Your objective: Continue the forum post below, which argues that 0.999... equals 1, starting right after its last sentence.

Article:
===============

George, the reals are defined not to contain infinitesimals.

You have yet to answer my challenge.  How do we deal with infinities in the reals without limits?  You seem to be claiming there is some way as you don't accept the limit definition of infinite summation.  But you never proposed another way.

If you can get arbitrarily close to a number, as the limit definition provides, in the reals, that is good enough to consider equal.  This has everything to do with the fact that there are no infinitesimals.

But it also seems you have entirely hand waved off the proofs provided by the wiki.  Let me go through my favorite:

Let a = 0.999... throughout.

a is in A_0 = [0.9, 1]
a is in A_1 = [0.99, 1]
a is in A_2 = [0.999, 1]
...
a is in A_n = [0.999...n...9, 1]
...

Note that because of the infinite number of 9's, this statement will be true for any number of A_n.

But, A_0 is a subset of A_1 is a subset of A_2 is a subset of ... A_n is a subset of A_n+1 ...

===============

Collected material:
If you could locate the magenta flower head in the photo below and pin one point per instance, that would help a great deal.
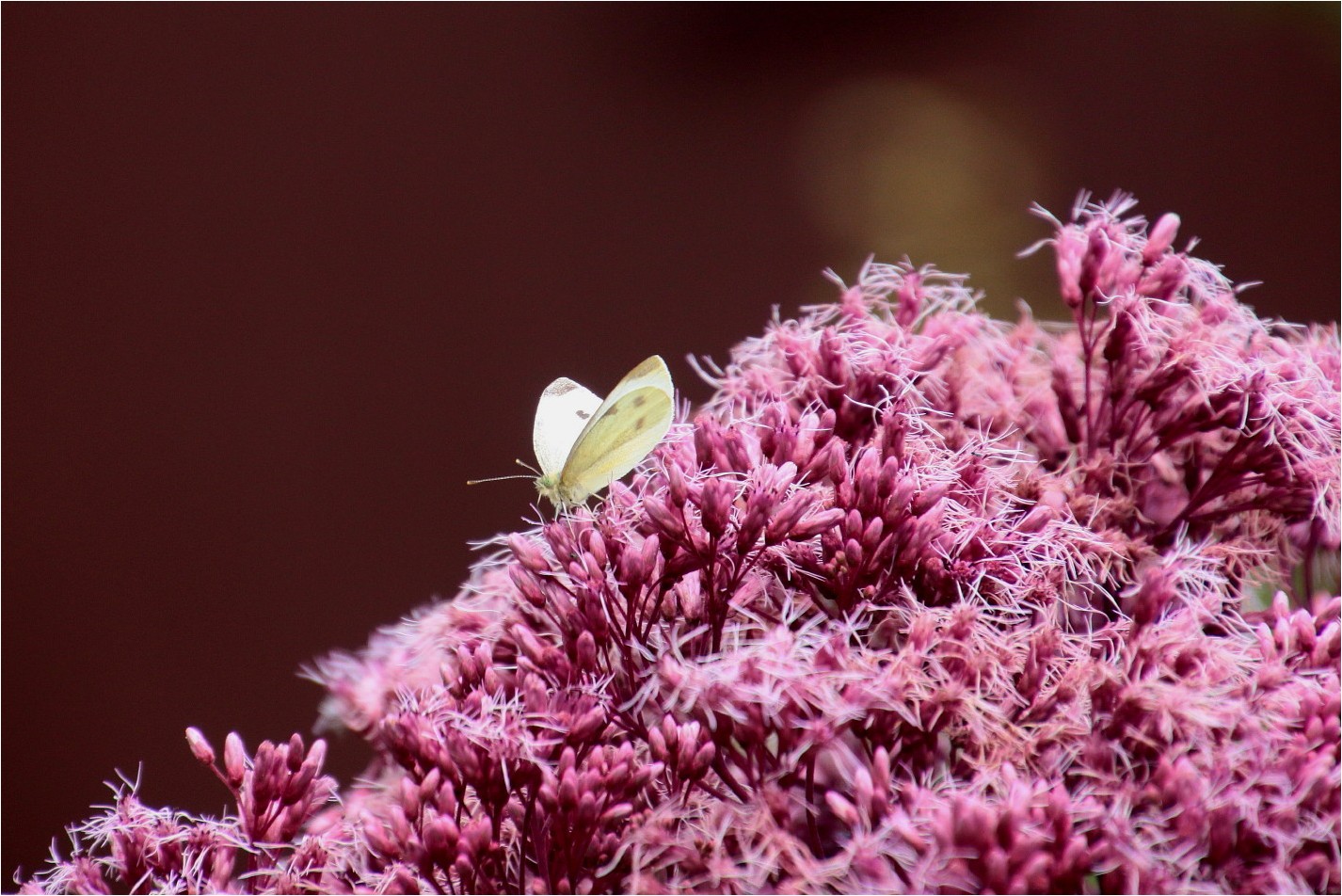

===============

Written reply:
Also, note that with any finite amount of 0.999..., we may get arbitrarily close to 1.  Thus, for any e (epsilon) greater than 0, we may find a finite amount of 9's such that 1 - e < 0.999...

This means that any real number less than 1 is not in one of the A_n sets listed above.  Also, any real number greater than 1 is obviously not.

However, by the nested interval property, and infinite series of intersections of closed intervals is non-empty.  That is:

A_0 intersected with A_1 intersected with A_2 ....

Is not empty.  But it contains no numbers less than 1 or greater than 1.  Thus, it contains 1 and only 1.  But remember that a is in every set A_0, ..., A_n, ... and thus, a = 1.

"In the real world, this would be a problem.  But in mathematics, we can just define a place where this problem doesn't exist.  So we'll go ahead and do that now..."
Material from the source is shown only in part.